:: Stored records ::
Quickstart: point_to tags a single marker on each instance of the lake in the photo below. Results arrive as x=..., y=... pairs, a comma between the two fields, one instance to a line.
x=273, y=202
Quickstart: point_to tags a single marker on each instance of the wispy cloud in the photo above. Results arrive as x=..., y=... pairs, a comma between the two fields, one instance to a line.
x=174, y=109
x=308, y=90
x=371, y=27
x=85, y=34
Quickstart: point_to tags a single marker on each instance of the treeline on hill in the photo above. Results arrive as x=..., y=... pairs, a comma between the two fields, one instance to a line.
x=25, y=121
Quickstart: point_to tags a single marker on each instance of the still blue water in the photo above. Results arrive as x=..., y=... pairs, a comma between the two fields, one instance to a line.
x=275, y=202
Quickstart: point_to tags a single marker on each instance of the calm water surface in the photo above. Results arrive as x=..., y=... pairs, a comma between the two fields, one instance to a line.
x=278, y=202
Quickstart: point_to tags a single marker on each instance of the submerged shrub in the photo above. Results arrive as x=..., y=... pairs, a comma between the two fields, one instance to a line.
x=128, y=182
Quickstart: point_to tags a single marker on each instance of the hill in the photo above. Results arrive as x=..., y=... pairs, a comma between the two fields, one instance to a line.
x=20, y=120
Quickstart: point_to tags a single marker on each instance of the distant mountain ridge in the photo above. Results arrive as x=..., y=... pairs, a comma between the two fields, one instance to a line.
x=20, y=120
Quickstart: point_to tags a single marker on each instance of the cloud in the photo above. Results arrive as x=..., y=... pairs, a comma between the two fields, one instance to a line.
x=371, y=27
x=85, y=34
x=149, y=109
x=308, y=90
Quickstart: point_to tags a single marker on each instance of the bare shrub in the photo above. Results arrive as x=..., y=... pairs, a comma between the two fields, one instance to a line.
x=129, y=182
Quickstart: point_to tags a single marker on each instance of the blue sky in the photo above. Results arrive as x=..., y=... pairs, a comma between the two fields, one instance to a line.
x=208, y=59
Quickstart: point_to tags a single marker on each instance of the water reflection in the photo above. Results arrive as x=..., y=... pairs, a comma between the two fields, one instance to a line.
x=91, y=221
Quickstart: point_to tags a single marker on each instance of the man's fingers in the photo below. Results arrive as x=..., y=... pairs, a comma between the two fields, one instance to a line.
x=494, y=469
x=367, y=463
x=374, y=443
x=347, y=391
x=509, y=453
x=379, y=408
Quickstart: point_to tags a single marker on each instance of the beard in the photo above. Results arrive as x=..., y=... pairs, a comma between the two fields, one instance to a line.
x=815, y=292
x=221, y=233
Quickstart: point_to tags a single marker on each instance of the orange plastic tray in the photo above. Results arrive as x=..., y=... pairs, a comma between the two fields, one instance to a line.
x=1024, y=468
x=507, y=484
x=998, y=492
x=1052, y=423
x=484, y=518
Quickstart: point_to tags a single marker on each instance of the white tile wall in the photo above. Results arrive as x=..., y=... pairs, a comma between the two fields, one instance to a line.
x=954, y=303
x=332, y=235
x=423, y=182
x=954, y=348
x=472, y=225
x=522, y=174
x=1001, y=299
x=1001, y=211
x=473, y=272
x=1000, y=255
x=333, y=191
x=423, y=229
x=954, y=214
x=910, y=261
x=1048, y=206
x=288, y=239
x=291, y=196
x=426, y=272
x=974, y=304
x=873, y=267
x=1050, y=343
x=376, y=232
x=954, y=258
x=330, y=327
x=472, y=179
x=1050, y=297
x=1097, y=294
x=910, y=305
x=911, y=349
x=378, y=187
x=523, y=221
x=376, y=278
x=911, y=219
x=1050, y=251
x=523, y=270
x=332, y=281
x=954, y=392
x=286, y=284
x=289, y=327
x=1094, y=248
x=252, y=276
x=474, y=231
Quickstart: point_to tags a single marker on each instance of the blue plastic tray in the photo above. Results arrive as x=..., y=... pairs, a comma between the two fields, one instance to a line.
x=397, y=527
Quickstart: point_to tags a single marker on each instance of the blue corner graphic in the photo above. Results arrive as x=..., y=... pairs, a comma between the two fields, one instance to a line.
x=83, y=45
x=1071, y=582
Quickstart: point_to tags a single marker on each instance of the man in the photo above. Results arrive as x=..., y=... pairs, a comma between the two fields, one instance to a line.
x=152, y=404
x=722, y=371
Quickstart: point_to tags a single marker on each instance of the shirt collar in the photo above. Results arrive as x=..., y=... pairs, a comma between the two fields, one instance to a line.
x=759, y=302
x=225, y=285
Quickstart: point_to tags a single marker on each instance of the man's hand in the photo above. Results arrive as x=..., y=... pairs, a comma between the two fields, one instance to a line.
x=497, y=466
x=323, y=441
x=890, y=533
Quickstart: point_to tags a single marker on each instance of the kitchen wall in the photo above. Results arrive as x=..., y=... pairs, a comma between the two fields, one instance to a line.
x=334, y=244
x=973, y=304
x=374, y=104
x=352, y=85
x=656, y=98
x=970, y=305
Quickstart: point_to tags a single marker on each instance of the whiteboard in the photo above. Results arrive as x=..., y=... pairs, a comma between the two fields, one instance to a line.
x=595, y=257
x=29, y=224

:: Directions ::
Please transcribe every entry above exactly as it appears.

:: Reply ::
Quickstart: point_to tags a single marker on each instance of the lake in the photo below. Results arrive as x=..., y=... pairs, a comma between the two fields, one instance to a line.
x=273, y=202
Quickstart: point_to tags a single marker on each instance of the wispy cloud in the photo above. Results arrive as x=..., y=... pairs, a comma between the two fields, one instance to a line.
x=174, y=109
x=308, y=90
x=371, y=27
x=85, y=34
Quickstart: point_to tags a single marker on each instance of the treeline on hill in the photo above. Results arrive as x=..., y=... pairs, a comma between the two fields, one instance to a line.
x=25, y=121
Quickstart: point_to tags a single marker on each instance of the still blue water in the photo above. Results arrive as x=..., y=... pairs, a comma between the two fields, one instance to a line.
x=275, y=202
Quickstart: point_to tags a single marker on each instance of the calm water surface in the photo above. Results arrive as x=..., y=... pairs, a comma between the two fields, one instance to a line.
x=278, y=202
Quickstart: point_to tags a single marker on each instance of the submerged shrub in the photo above. Results arrive as x=..., y=... pairs, a comma between the two fields, one instance to a line.
x=128, y=182
Quickstart: point_to tags a single marker on each instance of the hill in the photo above. Results arrive as x=..., y=... pairs, a comma between the two fields, one instance to a line.
x=20, y=120
Quickstart: point_to tags a single marker on each instance of the distant mountain ridge in the photo above. Results arrive as x=..., y=... pairs, a comma between the two fields, one instance to a line.
x=20, y=120
Quickstart: point_to tags a single marker on each instance of the cloud in the photo above. Results arrive as x=..., y=... pairs, a comma between the two fields, one instance to a line.
x=371, y=27
x=85, y=34
x=149, y=109
x=308, y=90
Quickstart: point_to tags a single marker on each instance of the bare shrub in the photo above. Results arrive as x=..., y=... pairs, a comma between the two fields, one instance to a line.
x=129, y=182
Quickstart: point_to tags a single marker on each instance of the blue sky in the photo above. Results arrive as x=..., y=... pairs, a comma between the two fields, one instance to a line.
x=208, y=59
Quickstart: point_to tags a single marker on each instance of the water reflection in the photo above. Results arrive as x=..., y=... pairs, a comma between the two fields, one instance to a line.
x=91, y=221
Quickstart: point_to tags a single marker on each instance of the man's fingers in the photo below. Results arrive as x=..., y=... pairs, a comma between the two fields, one instance to a line.
x=494, y=469
x=367, y=463
x=374, y=443
x=347, y=391
x=509, y=453
x=379, y=408
Quickstart: point_to tags a single marker on each instance of the beard in the photo above. Results arrive as x=..., y=... pairs, a comma between the two fields, one instance to a line.
x=815, y=292
x=221, y=233
Quickstart: point_to tags a single marker on each instance of the orange plastic tray in the photo above. Results arrive as x=..., y=... pairs, a comma between the two fields, one instance to a line.
x=1024, y=468
x=507, y=484
x=998, y=492
x=1052, y=423
x=484, y=518
Quickstart: point_to tags a single marker on each instance of the white tile wall in the photo above. Results arrive as x=..., y=... pairs, a comma between the two fields, one instance to a line.
x=954, y=303
x=332, y=235
x=423, y=182
x=954, y=348
x=472, y=225
x=522, y=174
x=1001, y=299
x=1001, y=211
x=473, y=272
x=1000, y=255
x=333, y=191
x=423, y=229
x=954, y=214
x=910, y=261
x=1048, y=206
x=288, y=239
x=291, y=196
x=426, y=272
x=974, y=304
x=873, y=267
x=1050, y=343
x=376, y=232
x=954, y=258
x=330, y=327
x=472, y=179
x=1050, y=297
x=1097, y=294
x=910, y=305
x=911, y=349
x=378, y=187
x=523, y=221
x=376, y=278
x=911, y=219
x=1050, y=251
x=523, y=270
x=332, y=281
x=954, y=392
x=286, y=284
x=289, y=327
x=1094, y=248
x=252, y=276
x=474, y=231
Quickstart: point_to tags a single marker on each instance of the blue plastic tray in the photo above. Results arrive as x=..., y=... pairs, a comma between the two fields, one instance to a line.
x=397, y=527
Quickstart: point_to tags a single marker on each instance of the blue corner graphic in the photo above. Results arrive as x=..., y=... pairs, a comma between the two fields, one instance to a line.
x=83, y=45
x=1071, y=582
Quickstart: point_to tags a single marker on each instance of the man in the photo above. Results arrive as x=..., y=... pairs, a comma between the two fields, one instance to a line.
x=152, y=404
x=722, y=371
Quickstart: point_to tags a single marker on each instance of the shirt collar in the photo above. Results arrive as x=..., y=... pairs, a comma between the two fields, one instance to a line.
x=759, y=302
x=225, y=285
Quickstart: point_to tags a single marker on each instance of the man's hand in the photo above. Results arrive as x=..., y=... pairs, a comma between the two fields, one instance to a line.
x=497, y=466
x=323, y=441
x=890, y=533
Quickstart: point_to tags a single marker on each instance of the kitchen wall in the photo above. Results arrive as x=..., y=... pairs, a comma between the two fields, one instance to a line.
x=334, y=244
x=973, y=304
x=374, y=104
x=352, y=85
x=656, y=98
x=970, y=305
Quickstart: point_to tags a single marker on each instance of the whiteboard in the photo above. Results arrive as x=..., y=... pairs, a comma between the two fields, one instance to a line.
x=595, y=257
x=29, y=224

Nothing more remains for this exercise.